> **Consigne écrite 1**
Relevez tous les niveaux de fonctionnement que l'extrait sur la représentation syndicale qualifie de « vrai souci ».
> **Consigne écrite 2**
Indiquez si chacune des affirmations suivantes concorde avec l'extrait sur la représentation syndicale. Répondez par oui ou par non, en citant à chaque fois les mots décisifs de l'extrait.
(a) Les quatre délégués syndicaux interviewés divergent quant au fonctionnement national / régional / local.
(b) EDF cherche à limiter les mandats.
(c) D'après les personnes interviewées, la formation des élus améliorerait la qualité des débats.
> **Consigne écrite 3**
Poursuivez l'extrait sur la représentation syndicale à partir de sa dernière phrase.

Le premier est en lien direct avec la formation des élus. Il est nécessaire que les élus soient correctement formés par leur centrale syndicale. Les sujets concernés sont la prise de parole en public et l’analyse technique. Selon les personnes interviewées cela améliorerait fortement la qualité des débats. Cela pose, en cascade un autre problème : si je deviens expert, suis-je toujours apte à représenter les salariés ? Une montée en puissance sur de l’expertise technique pourrait amener à une rupture du lien entre salariés et élus.

 

Le deuxième est en lien avec l’activité professionnelle. Il semble important que les élus aient encore contact avec le travail de terrain. Ce n’est une volonté de toutes les centrales mais cela permettrait d’assoir les positions syndicales sur du réel vécu et non pas sur des « on nous a dit que » ou des positions de principes. Cela aurait un autre avantage, de gagner en crédibilité à la fois dans les échanges dans le cadre des instances mais aussi vis-à-vis directement des salariés. La solution pourrait être, comme le cherche à faire EDF, à limiter les mandats.

 

 

La notion d’espace de travail pour prendre des décisions (terrain de jeux) :

 

La notion d’espace de travail pour prendre des décisions, ce que nous pourrions appeler le terrain de jeux. Sur ce point-là, très clairement, les 4 délégués syndicaux interviewés sont unanimes, le fonctionnement national / régional / local est un vrai souci. Un vrai souci pour 2 raisons principales Premièrement les carcans imposés par le national ne permettent que peu de marges de manœuvre dans les négociations. Deuxièmement, c’est un point important pour la notion de confiance, cela place les représentants de la direction dans une situation où il est difficile de pouvoir décider autre chose que la ligne nationale. Le ressenti, côté syndicat c’est de n’être qu’une chambre de validation des décisions nationales.

 

 

 

 

 

 

 

 

 

 

 

 

 

 

 

Conclusion

 

Les transformations de l’organisation du travail dépendent majoritairement des relations de confiance entre les principaux acteurs qui travaillent en collaboration et ceux qui s’occupent de la gestion.

> **Données fournies**
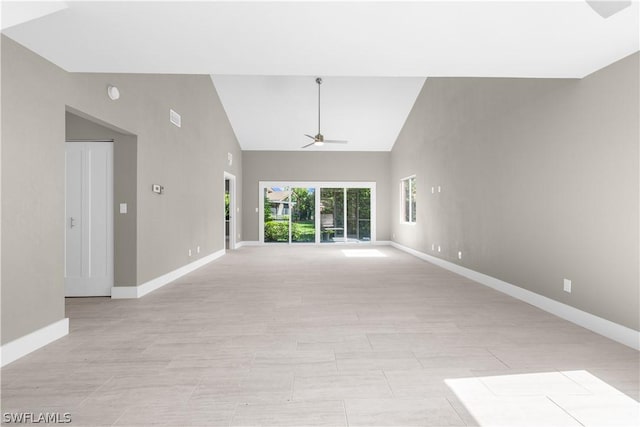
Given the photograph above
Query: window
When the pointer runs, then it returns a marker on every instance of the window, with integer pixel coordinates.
(409, 200)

> **Réponse 1**
- national
- régional
- local

> **Réponse 2**
(a) Non : « les 4 délégués syndicaux interviewés sont unanimes, le fonctionnement national / régional / local est un vrai souci ».
(b) Oui : « La solution pourrait être, comme le cherche à faire EDF, à limiter les mandats. »
(c) Oui : « Selon les personnes interviewées cela améliorerait fortement la qualité des débats. »

> **Réponse 3**
Tout au long de ce travail, nous avons pu constater que la confiance est la base de toute relation au sein d’une entreprise, car elle se présente comme une variable capitale dans la réussite des échanges, et sans elle il est difficile, voire impossible, d’envisager l’existence même des relations humaines. Toutefois, il est également remarqué que la confiance est dangereuse dans la mesure où elle implique le plus souvent un risque, notamment lorsque celui qui reçoit la confiance ne se montre pas digne des attentes ou surtout lorsqu’il trahit intentionnellement la confiance qui lui est accordée.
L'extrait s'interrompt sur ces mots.